Exercise: Starting at the line that contains "If you could indicate the green leaf" and ending at the line that contains "point(49, 272)", write out the lines below as a Markdown table with the columns Row and Line, giving each line a row number and leaving out blank lines.

Extracted material:
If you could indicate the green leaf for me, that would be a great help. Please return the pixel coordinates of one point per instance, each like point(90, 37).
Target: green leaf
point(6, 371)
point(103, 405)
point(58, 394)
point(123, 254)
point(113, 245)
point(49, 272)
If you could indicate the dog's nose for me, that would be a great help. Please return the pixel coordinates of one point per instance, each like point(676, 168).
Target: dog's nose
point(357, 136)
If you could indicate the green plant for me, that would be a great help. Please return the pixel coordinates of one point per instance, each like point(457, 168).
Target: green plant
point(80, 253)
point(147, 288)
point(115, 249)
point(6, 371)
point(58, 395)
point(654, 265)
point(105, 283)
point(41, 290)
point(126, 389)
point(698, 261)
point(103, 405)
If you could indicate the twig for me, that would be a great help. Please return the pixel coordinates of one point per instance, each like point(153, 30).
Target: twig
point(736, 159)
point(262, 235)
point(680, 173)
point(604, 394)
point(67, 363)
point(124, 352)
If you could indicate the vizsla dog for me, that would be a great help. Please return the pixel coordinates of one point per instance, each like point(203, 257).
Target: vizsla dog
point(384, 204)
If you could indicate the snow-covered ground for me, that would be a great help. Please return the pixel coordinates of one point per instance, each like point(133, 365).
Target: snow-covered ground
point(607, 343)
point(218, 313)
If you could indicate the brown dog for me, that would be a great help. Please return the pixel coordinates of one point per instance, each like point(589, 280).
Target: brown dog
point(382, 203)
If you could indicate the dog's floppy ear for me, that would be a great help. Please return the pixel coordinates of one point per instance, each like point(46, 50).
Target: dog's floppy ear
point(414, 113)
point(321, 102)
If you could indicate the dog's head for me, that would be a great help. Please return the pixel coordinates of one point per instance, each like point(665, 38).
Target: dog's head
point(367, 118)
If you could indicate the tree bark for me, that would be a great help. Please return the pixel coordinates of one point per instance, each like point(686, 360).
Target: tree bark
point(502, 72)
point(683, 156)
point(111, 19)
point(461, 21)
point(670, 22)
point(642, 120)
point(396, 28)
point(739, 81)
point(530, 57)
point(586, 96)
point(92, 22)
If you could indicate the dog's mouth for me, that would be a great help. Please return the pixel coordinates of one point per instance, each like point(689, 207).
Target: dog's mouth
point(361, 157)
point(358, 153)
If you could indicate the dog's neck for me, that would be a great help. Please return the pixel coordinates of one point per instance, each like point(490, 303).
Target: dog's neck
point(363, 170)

==

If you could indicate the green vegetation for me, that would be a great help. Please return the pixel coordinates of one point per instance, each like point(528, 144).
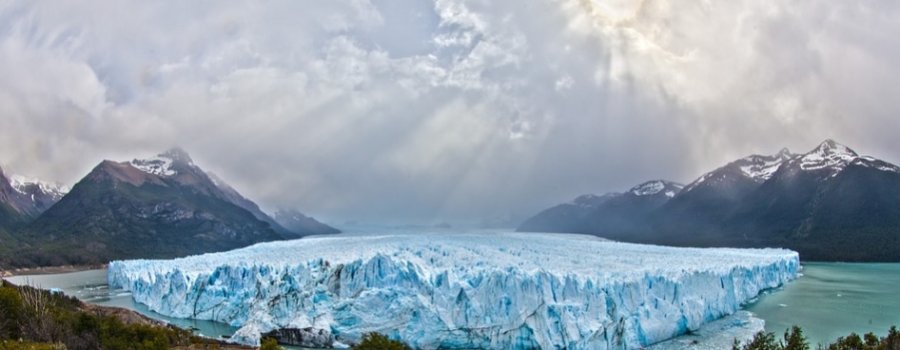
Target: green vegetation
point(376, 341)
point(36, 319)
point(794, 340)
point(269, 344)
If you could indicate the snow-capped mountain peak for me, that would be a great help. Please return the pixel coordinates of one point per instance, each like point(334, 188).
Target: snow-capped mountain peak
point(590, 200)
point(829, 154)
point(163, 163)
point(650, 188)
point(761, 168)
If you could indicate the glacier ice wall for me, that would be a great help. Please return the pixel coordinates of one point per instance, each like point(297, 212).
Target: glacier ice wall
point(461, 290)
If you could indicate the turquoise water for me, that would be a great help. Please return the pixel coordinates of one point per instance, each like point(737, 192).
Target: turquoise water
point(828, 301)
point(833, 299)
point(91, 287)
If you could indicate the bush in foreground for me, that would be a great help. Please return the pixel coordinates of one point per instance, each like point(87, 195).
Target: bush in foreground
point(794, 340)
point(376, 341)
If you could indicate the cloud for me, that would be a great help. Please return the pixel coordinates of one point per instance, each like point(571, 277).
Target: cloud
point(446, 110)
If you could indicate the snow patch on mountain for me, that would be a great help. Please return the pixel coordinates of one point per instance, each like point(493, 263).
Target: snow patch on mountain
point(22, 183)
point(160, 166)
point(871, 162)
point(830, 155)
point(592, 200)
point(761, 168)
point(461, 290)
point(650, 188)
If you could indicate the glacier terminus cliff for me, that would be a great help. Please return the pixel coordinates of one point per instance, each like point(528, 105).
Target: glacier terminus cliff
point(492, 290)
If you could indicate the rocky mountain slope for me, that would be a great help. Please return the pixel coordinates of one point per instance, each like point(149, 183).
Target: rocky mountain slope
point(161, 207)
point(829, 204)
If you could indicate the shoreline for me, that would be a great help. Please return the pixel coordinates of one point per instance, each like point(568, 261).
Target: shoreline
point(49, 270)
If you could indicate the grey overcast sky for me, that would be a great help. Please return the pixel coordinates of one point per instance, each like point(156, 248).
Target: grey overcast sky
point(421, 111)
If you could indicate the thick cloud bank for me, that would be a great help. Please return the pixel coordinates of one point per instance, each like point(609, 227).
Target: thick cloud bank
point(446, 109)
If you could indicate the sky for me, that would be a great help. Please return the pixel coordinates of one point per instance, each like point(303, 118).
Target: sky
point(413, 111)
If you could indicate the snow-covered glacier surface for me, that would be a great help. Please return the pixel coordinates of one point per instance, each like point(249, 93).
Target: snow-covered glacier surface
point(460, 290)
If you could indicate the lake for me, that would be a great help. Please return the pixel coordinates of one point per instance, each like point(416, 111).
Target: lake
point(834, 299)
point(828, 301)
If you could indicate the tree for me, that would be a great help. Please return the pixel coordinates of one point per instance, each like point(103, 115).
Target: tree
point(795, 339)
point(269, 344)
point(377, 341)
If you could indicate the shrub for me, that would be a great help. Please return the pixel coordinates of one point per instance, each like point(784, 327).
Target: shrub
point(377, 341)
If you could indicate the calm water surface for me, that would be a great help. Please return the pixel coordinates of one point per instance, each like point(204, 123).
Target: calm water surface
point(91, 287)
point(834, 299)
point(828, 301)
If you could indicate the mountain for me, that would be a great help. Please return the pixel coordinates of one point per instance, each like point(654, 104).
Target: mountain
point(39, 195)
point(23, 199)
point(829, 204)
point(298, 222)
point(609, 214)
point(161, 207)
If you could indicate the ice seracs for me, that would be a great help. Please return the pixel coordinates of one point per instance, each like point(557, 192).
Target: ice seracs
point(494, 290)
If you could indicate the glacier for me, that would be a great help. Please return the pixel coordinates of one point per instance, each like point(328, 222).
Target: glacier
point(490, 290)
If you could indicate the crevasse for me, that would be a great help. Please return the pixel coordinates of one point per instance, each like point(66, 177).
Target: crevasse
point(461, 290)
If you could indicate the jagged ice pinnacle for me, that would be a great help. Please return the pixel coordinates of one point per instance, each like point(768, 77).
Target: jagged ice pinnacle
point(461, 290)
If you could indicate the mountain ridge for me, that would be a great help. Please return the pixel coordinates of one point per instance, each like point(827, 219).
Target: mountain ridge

Answer below:
| Row | Line |
|---|---|
| 1 | If you could indicate the green leaf for me, that would be a great help. Please return the pixel coordinates of one point per instance, each like point(90, 37). |
| 2 | Target: green leaf |
| 3 | point(6, 371) |
| 4 | point(103, 405) |
| 5 | point(58, 394) |
| 6 | point(123, 254) |
| 7 | point(113, 245) |
| 8 | point(49, 272) |